EXCERPT:
========================
Thankfully there seems to be genuine intent on the part of many financial institutions to take action to reduce their gender pay gap. There are no quick fixes but Delivering through Diversity, a report by McKinsey, highlights four imperatives:

A compelling CEO’s vision for greater gender – and cultural – balance with management accountability built in

  1. Clarity around how the vision will support the growth strategy of the business, with metrics to back this up
  2. A portfolio of initiatives centered on creating a more inclusive culture – think training for leaders
  3. Tailored for impact – local adaption, i.e. make it meaningful on the ground


While companies grapple with that, what can women do to help themselves and those who will come after us?

Response 1. Have clear career goals and a plan to reach them

If you’re an aspiring senior leader, then you’ll be interested to know that nine critical job assignments have been identified in order to support the rise to senior leadership. As Ines Wichert’s research highlights, women have historically focused on functional roles; this means that they do not get enough exposure to the types of experience that senior leaders want. The assignments are:

Early-career stretch assignments

  • International experience
  • Operational experience (including P&L responsibility)
  • Create something new (be an intrapreneur)
  • People management
  • Variety: new role/function/industry
  • Change Agent: merging/downsizing
  • Dealing with problems and crisis

Be primed and on the lookout for these roles, especially if you’ve got your sights set on the boardroom, which brings me back to having a career plan. Sadly, working hard and doing a good job won’t ensure your career will automatically progress the way you hope it will. Far better to have short- and long-term goals with a plan of action. Make sure it’s written down, and stick it somewhere you’ll see it regularly. I use an alert on my phone. Ask yourself, Am I making progress towards my ultimate goal? Have I shared my ambitions with those who can help me?

Response 2. Share your plan: present yourself as part of the gender pay gap solution

If your company has a gender pay gap and you’re a woman then, good news: you’re part of the solution! If you have a career plan, share it with senior leadership or your manager and pose it as a solution to their problem: “I know the company wants to improve their gender balance. Can I come and talk to you about how my ambitions might assist with that?”

Now that might sound daunting, but we all “fake it until we make it.” If you’re seen to believe in yourself, it makes others more likely to believe in you too.

Be noted for the ambition that you’ve got and the value you bring to the business. Articulate this regularly and to the right people.
========================
TASK REQUIREMENTS:
1. Translate this sentence from the gender pay gap article into Spanish: "Sadly, working hard and doing a good job won’t ensure your career will automatically progress the way you hope it will."
2. Answer these questions from the gender pay gap article, please:
(a) Which firm produced the report Delivering through Diversity?
(b) According to Ines Wichert's research, what kind of roles have women historically focused on?
(c) What does the writer use to keep their career plan in view?
3. Carry on the gender pay gap article from its final sentence.

LISTED RECORDS:
========================
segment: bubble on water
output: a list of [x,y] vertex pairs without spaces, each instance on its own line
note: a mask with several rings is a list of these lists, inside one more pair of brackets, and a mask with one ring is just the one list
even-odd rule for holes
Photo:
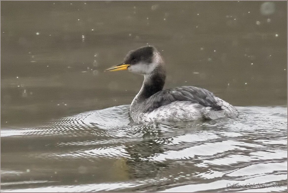
[[159,7],[159,5],[157,4],[153,5],[151,6],[151,10],[152,11],[155,11]]
[[265,2],[262,3],[260,8],[260,12],[262,15],[268,15],[275,12],[275,4],[273,2]]
[[26,89],[24,89],[24,91],[22,93],[22,97],[27,97],[28,96],[28,94],[27,94],[27,92],[26,91]]

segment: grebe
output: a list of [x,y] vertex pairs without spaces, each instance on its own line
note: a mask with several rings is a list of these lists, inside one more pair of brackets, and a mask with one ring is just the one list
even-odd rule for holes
========================
EXERCISE RESPONSES:
1. Lamentablemente, trabajar duro y hacer un buen trabajo no garantizará que tu carrera avance automáticamente de la manera que esperas.

2.
(a) McKinsey.
(b) Functional roles.
(c) An alert on their phone.

3.
And if you aren’t getting the experience you want inside your company, consider applying for a non-executive director role at a charity or an SME alongside your day job. For those in the UK, check out Women On Boards. A modest annual membership fee will give you access to a database of hundreds of board vacancies, along with support to get a board-ready CV together and access to training on Corporate Governance and the like.

Response 3. Get comfortable talking about the numbers

The managing partner of a well-known executive search firm recently explained to me that the way that men and women talk about promotion and pay raises differ. Men talk about size and money – responsibility for a portfolio worth at least £x, leading a department of 25 or more, turning over £x, for a minimum salary of £x. Most women don’t talk this way. We need to get more comfortable talking about money and being clear about what we want – and what we’ve achieved – in quantifiable terms.

If you’ve ever been offered a promotion without a pay rise because it’s an “opportunity” and you’ve taken it, then you have to ask what that says about how much you value yourself. Women ask for pay rises less frequently than men and they ask for less money than men. So get asking!

It’s not about fixing the women, it’s about fixing the system

A number of years ago the head of talent for a global bank said, “We need to stop trying to fix the women. We need to fix the system instead.” She explained that after a couple of decades of women’s leadership training and mentoring programmes they still hadn’t seen a significant change in gender equality in senior leadership. In her opinion, regardless of how talented her top females were, they simply didn’t get an equitable chance to reach the top seats. That needs to change. It is changing. Perhaps not as fast as some would like but I for one am thrilled that we have some data now, thanks to the gender pay gap reporting, to ensure companies are held to account.

In the meantime, you look after you! Aim high. Share your plan, and if you’re asking for a pay rise always ask for double what you want. You’re worth it.